Your task is to give the data again, exactly, with every line intact.

Data items

|---|

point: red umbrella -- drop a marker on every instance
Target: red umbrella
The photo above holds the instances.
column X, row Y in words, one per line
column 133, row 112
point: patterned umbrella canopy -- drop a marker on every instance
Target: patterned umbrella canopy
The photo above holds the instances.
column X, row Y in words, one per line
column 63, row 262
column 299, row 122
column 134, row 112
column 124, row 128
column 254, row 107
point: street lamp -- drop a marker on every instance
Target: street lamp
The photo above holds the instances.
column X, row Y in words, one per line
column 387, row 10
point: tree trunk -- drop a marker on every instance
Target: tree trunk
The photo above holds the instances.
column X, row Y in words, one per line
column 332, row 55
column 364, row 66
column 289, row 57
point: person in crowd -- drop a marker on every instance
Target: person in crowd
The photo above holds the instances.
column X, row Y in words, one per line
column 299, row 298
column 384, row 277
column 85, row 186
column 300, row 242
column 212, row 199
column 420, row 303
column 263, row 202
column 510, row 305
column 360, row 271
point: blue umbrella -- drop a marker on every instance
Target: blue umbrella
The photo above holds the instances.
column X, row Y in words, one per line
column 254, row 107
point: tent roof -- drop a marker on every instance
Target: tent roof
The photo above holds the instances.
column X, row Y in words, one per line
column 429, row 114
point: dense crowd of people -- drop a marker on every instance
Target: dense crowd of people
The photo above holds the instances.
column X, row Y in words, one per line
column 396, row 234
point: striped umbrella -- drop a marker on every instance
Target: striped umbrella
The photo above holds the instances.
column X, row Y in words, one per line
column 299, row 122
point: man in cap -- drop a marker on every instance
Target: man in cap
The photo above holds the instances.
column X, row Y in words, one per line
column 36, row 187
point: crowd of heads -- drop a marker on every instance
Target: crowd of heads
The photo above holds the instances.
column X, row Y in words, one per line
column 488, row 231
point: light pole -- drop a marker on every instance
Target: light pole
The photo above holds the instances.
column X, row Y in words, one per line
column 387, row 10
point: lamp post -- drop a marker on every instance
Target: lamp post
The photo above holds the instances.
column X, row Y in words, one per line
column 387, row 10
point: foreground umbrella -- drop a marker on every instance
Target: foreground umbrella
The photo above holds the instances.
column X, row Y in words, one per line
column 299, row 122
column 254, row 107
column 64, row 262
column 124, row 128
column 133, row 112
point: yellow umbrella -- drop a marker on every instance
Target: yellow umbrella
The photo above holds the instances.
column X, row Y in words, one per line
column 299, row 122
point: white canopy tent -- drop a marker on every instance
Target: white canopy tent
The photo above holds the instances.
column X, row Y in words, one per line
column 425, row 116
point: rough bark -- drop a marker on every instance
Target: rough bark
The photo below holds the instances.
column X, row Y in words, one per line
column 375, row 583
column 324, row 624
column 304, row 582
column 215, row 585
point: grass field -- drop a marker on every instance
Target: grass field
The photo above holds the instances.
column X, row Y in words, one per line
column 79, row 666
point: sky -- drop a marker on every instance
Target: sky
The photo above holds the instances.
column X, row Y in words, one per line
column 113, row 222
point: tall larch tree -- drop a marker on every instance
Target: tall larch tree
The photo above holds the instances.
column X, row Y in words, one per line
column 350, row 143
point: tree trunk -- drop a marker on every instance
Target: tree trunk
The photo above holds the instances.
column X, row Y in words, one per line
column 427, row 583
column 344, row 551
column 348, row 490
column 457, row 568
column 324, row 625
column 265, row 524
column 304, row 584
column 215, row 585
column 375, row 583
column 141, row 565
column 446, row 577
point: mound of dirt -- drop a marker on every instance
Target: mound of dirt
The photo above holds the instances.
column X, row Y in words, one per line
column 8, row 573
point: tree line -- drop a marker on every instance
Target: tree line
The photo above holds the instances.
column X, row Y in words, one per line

|---|

**Response box**
point: red umbrella -- drop a marker on every instance
Target: red umbrella
The photo above holds the instances.
column X, row Y in words, one per line
column 133, row 112
point: patterned umbrella canopy -- drop a marker on every instance
Target: patterned umbrella canopy
The photo above holds the instances.
column X, row Y in words, one per line
column 63, row 262
column 299, row 122
column 134, row 112
column 124, row 128
column 254, row 107
point: street lamp -- drop a marker on every instance
Target: street lamp
The photo above holds the instances.
column X, row Y in words, one per line
column 387, row 10
point: tree trunk -- drop a marker on every instance
Target: tree trunk
The photo above holds the instances.
column X, row Y in words, one per line
column 332, row 55
column 364, row 66
column 289, row 57
point: person in crowd -- drop a marker on every instance
Target: person in crowd
The photo above holds the instances.
column X, row Y in words, one per line
column 299, row 298
column 384, row 277
column 85, row 186
column 300, row 242
column 212, row 199
column 420, row 303
column 263, row 202
column 510, row 305
column 360, row 271
point: blue umbrella -- drop a marker on every instance
Target: blue umbrella
The photo above holds the instances.
column X, row Y in words, one per line
column 254, row 107
point: tent roof -- drop a marker on every instance
Target: tent roof
The photo above holds the instances.
column X, row Y in words, one per line
column 429, row 114
point: dense crowd of people -- drop a marker on every instance
Target: dense crowd of people
The photo above holds the instances.
column X, row Y in words, one per line
column 396, row 234
point: striped umbrella -- drop a marker on every instance
Target: striped umbrella
The photo above holds the instances.
column X, row Y in words, one per line
column 299, row 122
point: man in cap -- drop a marker on every instance
Target: man in cap
The photo above holds the instances.
column X, row Y in words, one per line
column 36, row 187
point: crowd of heads -- drop a marker on every instance
Target: crowd of heads
The photo above holds the instances.
column X, row Y in words, one per line
column 488, row 231
point: light pole -- drop a marker on every instance
Target: light pole
The photo above holds the instances.
column X, row Y in words, one per line
column 387, row 10
point: lamp post -- drop a marker on every instance
Target: lamp post
The photo above holds the instances.
column X, row Y in words, one per line
column 387, row 10
point: foreground umbrella -- drop a marker on every instance
Target: foreground umbrella
The photo above holds the instances.
column X, row Y in words, one per line
column 299, row 122
column 254, row 107
column 64, row 262
column 124, row 128
column 133, row 112
point: yellow umbrella -- drop a marker on every instance
Target: yellow umbrella
The photo above holds the instances.
column X, row Y in words, one per line
column 299, row 122
point: white canopy tent -- drop a marker on every instance
Target: white canopy tent
The photo above holds the instances.
column X, row Y in words, one per line
column 425, row 116
point: rough bark -- drop a marker on every instance
Target: rough bark
The photo below holds the instances.
column X, row Y in words, one per line
column 375, row 583
column 324, row 624
column 304, row 582
column 215, row 585
point: grass field -- drop a marker on every instance
Target: grass field
The photo above holds the instances.
column X, row Y in words, one per line
column 79, row 666
point: sky -- drop a marker on every instance
Target: sky
The photo above holds the instances.
column X, row Y in words, one per line
column 113, row 222
point: tall larch tree -- drop a marker on every instance
Target: tall larch tree
The photo above holds the instances.
column X, row Y in words, one per line
column 350, row 143
point: tree trunk -- drop a marker on every instance
Target: tree trunk
The photo above holds the instances.
column X, row Y in words, one per line
column 427, row 583
column 344, row 551
column 348, row 490
column 457, row 568
column 324, row 625
column 265, row 524
column 304, row 584
column 215, row 585
column 375, row 583
column 141, row 565
column 446, row 577
point: mound of dirt -- drop a marker on every instance
Target: mound of dirt
The photo above holds the instances.
column X, row Y in words, one per line
column 8, row 573
point: tree line -- drop a marker on every instance
Target: tree line
The photo above holds the instances.
column X, row Y in words, one per line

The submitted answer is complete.